Source data
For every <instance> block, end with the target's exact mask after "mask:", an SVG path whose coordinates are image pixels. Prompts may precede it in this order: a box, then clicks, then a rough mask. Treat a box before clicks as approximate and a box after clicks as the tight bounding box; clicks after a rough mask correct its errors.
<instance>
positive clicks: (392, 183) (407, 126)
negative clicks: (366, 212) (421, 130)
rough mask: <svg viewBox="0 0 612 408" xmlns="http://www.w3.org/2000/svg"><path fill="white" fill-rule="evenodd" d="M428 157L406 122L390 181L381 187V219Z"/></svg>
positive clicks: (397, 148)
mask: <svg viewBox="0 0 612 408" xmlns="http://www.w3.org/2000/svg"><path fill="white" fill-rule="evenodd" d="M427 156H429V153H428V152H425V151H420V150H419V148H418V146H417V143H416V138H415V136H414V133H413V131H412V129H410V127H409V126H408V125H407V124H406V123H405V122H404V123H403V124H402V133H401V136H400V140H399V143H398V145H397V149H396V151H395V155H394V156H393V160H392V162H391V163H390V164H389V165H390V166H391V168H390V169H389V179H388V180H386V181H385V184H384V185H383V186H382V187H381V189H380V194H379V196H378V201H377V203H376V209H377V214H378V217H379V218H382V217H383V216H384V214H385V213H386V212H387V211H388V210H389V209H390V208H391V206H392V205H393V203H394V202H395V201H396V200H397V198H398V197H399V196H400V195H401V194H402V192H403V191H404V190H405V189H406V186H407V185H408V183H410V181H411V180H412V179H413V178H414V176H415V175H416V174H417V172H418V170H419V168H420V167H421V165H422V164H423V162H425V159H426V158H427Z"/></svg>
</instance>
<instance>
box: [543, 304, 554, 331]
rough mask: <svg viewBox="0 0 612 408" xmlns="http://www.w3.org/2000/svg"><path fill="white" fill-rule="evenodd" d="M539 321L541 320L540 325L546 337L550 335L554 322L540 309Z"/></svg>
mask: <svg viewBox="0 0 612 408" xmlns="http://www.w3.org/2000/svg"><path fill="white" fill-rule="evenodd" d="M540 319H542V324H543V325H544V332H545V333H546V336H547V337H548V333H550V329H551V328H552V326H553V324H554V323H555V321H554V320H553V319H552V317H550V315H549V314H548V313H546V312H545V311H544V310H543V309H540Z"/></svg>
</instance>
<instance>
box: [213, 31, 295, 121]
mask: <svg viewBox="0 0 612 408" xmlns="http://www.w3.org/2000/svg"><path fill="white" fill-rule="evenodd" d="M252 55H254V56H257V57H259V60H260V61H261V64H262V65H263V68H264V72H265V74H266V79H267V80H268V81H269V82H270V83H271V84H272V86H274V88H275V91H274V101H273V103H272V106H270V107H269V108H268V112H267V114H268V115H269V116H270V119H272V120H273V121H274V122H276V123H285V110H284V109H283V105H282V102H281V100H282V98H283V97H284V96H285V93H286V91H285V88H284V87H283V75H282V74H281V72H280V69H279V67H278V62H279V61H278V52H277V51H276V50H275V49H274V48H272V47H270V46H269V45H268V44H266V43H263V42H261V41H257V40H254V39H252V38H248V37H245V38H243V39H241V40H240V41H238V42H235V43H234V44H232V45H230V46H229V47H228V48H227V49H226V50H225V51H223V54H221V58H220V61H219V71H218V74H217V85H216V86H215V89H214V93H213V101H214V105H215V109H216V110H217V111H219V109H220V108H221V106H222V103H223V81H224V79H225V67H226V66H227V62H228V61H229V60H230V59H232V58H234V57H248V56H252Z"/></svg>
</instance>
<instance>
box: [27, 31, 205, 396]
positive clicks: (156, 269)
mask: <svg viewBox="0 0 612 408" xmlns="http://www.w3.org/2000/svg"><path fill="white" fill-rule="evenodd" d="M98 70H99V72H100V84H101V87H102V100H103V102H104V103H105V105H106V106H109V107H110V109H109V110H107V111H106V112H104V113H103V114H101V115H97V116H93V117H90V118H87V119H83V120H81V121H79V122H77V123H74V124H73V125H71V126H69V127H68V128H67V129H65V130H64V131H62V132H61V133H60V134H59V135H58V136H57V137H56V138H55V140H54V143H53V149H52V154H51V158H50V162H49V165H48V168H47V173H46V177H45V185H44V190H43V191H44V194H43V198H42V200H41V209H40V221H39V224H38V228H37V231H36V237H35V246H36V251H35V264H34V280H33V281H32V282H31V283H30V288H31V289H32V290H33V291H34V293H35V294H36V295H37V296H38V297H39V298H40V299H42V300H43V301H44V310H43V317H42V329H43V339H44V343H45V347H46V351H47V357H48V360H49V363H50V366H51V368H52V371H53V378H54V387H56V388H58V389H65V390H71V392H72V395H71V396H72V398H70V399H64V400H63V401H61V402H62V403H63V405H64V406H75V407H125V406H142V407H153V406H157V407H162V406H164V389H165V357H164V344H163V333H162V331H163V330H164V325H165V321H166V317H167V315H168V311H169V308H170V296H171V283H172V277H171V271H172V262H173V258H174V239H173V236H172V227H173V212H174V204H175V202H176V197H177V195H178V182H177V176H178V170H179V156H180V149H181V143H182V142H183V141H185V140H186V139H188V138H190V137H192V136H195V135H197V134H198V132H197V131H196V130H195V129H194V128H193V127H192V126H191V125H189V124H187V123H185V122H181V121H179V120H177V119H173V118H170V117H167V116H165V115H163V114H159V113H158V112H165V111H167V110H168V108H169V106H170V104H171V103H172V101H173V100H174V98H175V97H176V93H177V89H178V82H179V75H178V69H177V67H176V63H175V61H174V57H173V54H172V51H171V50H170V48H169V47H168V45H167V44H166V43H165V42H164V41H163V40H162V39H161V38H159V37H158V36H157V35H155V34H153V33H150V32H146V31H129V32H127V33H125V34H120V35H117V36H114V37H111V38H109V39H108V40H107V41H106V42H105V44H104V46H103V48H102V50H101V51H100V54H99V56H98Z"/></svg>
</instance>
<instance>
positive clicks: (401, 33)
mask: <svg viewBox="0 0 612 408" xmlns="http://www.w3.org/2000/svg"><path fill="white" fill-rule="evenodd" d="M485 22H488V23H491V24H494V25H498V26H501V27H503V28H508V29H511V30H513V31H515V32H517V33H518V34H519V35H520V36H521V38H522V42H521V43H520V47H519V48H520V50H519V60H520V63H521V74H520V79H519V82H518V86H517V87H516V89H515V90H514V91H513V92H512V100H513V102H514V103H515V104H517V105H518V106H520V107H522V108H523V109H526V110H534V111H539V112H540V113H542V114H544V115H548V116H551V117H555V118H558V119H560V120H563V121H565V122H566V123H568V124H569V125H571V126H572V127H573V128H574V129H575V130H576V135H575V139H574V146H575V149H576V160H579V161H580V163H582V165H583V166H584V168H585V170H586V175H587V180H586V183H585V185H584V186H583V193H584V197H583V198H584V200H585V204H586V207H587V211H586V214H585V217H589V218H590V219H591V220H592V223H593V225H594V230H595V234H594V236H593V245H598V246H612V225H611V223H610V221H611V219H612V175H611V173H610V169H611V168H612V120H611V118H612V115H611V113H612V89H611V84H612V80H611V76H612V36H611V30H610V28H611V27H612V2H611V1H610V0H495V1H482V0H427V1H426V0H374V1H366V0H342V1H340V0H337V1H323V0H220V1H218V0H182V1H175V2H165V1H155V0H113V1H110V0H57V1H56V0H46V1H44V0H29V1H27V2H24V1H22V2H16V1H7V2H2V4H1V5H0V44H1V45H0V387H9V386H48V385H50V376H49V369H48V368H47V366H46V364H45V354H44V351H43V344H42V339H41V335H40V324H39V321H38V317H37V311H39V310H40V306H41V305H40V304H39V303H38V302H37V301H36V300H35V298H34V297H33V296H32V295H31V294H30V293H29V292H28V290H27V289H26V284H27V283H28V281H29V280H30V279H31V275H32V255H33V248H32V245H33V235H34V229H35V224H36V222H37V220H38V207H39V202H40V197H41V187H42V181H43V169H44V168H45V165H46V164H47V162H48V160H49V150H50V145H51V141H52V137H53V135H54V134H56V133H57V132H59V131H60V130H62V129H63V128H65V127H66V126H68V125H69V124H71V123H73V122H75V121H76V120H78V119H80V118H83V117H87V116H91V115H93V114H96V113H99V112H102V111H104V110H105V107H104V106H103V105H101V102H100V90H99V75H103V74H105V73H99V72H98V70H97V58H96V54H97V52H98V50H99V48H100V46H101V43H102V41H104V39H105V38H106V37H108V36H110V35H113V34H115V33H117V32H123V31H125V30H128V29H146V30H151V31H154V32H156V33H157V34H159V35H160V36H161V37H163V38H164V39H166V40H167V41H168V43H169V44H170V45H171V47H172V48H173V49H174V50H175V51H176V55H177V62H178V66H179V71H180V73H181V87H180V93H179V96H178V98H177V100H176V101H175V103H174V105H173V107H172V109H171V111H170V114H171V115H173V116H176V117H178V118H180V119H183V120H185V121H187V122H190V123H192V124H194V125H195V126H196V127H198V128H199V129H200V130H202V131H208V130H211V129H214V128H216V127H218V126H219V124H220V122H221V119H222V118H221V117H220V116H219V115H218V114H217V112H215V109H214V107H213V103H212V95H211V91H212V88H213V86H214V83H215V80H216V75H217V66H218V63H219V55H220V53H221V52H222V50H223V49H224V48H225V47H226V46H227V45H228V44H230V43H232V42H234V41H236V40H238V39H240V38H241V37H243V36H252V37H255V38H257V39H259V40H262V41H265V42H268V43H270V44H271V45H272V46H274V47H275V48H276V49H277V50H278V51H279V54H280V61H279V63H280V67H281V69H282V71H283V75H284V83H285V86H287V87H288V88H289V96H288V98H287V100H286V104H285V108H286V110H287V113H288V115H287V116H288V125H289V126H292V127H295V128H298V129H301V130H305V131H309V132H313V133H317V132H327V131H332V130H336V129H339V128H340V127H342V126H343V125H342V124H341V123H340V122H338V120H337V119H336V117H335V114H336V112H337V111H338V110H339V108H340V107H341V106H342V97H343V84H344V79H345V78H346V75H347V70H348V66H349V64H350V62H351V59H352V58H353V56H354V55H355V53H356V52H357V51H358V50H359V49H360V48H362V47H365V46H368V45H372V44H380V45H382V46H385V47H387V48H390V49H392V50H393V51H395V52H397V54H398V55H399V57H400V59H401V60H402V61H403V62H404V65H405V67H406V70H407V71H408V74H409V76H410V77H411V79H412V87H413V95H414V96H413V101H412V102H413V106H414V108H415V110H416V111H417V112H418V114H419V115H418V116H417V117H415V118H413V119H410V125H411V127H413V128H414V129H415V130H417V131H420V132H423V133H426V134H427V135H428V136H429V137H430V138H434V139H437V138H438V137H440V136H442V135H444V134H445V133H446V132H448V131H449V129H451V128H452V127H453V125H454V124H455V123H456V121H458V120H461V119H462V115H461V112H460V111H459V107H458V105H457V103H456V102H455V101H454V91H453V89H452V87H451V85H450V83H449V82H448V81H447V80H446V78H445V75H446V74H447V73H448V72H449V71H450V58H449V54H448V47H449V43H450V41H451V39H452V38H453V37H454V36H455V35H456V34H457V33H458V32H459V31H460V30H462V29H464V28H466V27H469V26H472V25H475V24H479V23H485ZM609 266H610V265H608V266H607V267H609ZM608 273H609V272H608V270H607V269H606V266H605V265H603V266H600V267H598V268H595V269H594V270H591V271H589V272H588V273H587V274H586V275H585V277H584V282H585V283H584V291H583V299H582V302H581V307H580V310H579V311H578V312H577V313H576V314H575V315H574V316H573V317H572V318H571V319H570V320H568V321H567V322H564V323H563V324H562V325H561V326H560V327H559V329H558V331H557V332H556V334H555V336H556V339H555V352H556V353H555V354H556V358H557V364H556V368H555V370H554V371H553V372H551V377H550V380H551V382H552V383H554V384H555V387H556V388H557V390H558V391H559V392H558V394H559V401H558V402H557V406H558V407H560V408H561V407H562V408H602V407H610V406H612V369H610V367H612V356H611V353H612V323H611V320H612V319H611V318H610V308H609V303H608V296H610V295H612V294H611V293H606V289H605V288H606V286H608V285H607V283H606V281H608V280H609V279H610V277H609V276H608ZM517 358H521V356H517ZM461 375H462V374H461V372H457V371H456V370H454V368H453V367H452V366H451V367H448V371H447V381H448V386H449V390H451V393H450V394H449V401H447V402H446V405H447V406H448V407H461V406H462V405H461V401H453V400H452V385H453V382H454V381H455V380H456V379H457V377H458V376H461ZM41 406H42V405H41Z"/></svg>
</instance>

Task prompt
Reproduce the material above word for word, starting at its very first line and stopping after the line that contains "positive clicks: (397, 148)", with that line included.

Response to the exercise
For every <instance> block, end with the target's exact mask after "mask:", an SVG path whose coordinates are image pixels. Prompts may precede it in this order: a box, then clicks, then a rough mask. Treat a box before clicks as approximate and a box after clicks as the tight bounding box; clicks after a rough mask correct its errors.
<instance>
positive clicks: (392, 183) (407, 126)
negative clicks: (366, 212) (421, 130)
rough mask: <svg viewBox="0 0 612 408" xmlns="http://www.w3.org/2000/svg"><path fill="white" fill-rule="evenodd" d="M428 157L406 122L390 181L381 187V219Z"/></svg>
positive clicks: (397, 148)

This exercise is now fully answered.